Directions -
1 > According to the drive unit passage, which four parts make up the driving unit 4?
2 > Restate the drive unit passage from "Figure 3 is" to "iron piece 6.", swapping "bobbin" for "reel".
3 > Decide whether each statement agrees with the drive unit passage, answering yes or no and quoting the deciding words: (a) The fixed core 43 is fixed to the yoke 44 by welding. (b) In the contact position, the movable contact 9a and the fixed contact 8a touch each other. (c) The flange portion 43b sits inside the insertion hole 41b.

Passage shown -
The drive unit 4 operates the movable iron piece 6 by electromagnetic force. The drive unit 4 is supported by the case 2. In detail, the drive unit 4 rotates the movable iron piece 6 to move the movable contact piece 9 between the open position shown in FIG. 1 and the contact position shown in FIG. 2. In the open position, the movable contact 9a and the fixed contact 8a are separated from each other. In the contact position, the movable contact 9a and the fixed contact 8a are in contact with each other.

Figure 3 is a schematic diagram of the driving unit 4 and its periphery seen from the front. The driving unit 4 includes a spool 41, a coil 42, a fixed core 43, and a yoke 44. The spool 41 includes a bobbin 41a. The bobbin 41a is cylindrical and extends in the vertical direction. The coil 42 is wound around the outer periphery of the bobbin 41a. The bobbin 41a has an insertion hole 41b into which the fixed core 43 is inserted. The insertion hole 41b is formed to penetrate the inside of the bobbin 41a in the vertical direction.

The coil 42 is wound around the bobbin 41a. When a voltage is applied to the coil 42 and it is excited, it generates an electromagnetic force that moves the movable iron piece 6.

The fixed core 43 is disposed inside the coil 42. The lower end of the fixed core 43 is connected to the yoke 44. The fixed core 43 is fixed to the yoke 44 by crimping. The fixed core 43 is fixed to the case 2.

The fixed core 43 includes a body portion 43a and a flange portion 43b. The body portion 43a is inserted into the insertion hole 41b of the bobbin 41a. The cross-sectional shape of the body portion 43a is approximately circular. The flange portion 43b is formed at the end (here, the upper end) of the body portion 43a. The flange portion 43b is formed with a diameter larger than the diameter of the insertion hole 41b. Therefore, the flange portion 43b is disposed outside the insertion hole 41b. The cross-sectional shape of the body portion 43a may be approximately rectangular.

Raw data -

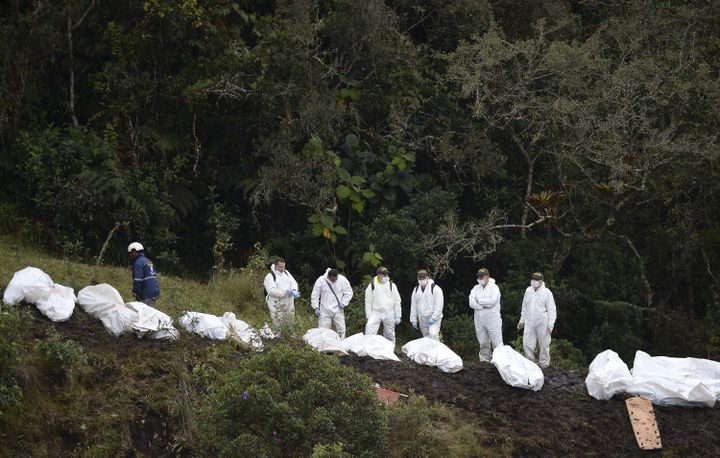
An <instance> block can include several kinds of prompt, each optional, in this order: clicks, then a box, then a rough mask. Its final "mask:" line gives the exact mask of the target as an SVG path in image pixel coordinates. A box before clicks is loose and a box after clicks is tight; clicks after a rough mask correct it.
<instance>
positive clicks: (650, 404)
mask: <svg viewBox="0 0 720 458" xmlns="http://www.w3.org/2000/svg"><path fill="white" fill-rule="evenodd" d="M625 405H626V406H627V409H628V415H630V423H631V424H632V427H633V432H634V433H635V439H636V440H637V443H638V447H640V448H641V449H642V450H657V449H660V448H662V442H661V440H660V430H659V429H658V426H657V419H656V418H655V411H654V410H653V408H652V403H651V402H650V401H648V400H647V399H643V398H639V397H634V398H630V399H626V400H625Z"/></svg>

* * *

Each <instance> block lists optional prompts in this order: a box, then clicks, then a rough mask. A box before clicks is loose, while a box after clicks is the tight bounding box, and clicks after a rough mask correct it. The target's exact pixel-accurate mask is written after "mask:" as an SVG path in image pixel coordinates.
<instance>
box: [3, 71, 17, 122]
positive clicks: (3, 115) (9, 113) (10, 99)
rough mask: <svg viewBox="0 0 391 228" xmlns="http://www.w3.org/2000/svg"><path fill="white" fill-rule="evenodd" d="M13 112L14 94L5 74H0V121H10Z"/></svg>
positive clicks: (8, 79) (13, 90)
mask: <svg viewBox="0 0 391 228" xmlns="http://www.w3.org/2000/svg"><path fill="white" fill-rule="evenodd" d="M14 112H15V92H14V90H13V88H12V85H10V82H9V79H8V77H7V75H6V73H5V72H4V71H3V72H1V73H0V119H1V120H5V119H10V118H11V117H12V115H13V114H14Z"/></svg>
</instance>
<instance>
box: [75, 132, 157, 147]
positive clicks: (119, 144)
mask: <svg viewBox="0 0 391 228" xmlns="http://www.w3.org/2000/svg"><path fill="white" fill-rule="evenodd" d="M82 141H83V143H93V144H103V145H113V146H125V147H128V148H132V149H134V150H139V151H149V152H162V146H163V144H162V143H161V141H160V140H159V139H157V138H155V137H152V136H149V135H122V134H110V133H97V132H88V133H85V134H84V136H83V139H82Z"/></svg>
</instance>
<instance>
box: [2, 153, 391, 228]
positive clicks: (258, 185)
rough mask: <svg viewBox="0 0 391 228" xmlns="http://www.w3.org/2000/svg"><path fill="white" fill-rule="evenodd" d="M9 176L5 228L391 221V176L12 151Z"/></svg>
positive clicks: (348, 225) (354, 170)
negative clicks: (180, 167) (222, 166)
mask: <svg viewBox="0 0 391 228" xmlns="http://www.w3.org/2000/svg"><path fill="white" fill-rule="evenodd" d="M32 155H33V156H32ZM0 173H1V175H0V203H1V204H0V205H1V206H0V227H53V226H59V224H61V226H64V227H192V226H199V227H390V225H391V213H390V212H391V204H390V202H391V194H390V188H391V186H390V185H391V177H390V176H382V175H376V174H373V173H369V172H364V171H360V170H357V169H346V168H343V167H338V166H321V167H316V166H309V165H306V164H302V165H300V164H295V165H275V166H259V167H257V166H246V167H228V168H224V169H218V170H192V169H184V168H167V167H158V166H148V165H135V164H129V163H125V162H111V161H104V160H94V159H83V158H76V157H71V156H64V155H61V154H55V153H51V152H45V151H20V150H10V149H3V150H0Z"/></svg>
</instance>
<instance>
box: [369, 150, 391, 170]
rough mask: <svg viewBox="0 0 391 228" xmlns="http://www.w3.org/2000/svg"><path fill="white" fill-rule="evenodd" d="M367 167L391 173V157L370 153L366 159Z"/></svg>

Exercise answers -
1 > A spool 41, a coil 42, a fixed core 43, and a yoke 44.

2 >
Figure 3 is a schematic diagram of the driving unit 4 and its periphery seen from the front. The driving unit 4 includes a spool 41, a coil 42, a fixed core 43, and a yoke 44. The spool 41 includes a reel 41a. The reel 41a is cylindrical and extends in the vertical direction. The coil 42 is wound around the outer periphery of the reel 41a. The reel 41a has an insertion hole 41b into which the fixed core 43 is inserted. The insertion hole 41b is formed to penetrate the inside of the reel 41a in the vertical direction.

The coil 42 is wound around the reel 41a. When a voltage is applied to the coil 42 and it is excited, it generates an electromagnetic force that moves the movable iron piece 6.

3 >
(a) No: "The fixed core 43 is fixed to the yoke 44 by crimping."
(b) Yes: "In the contact position, the movable contact 9a and the fixed contact 8a are in contact with each other."
(c) No: "Therefore, the flange portion 43b is disposed outside the insertion hole 41b."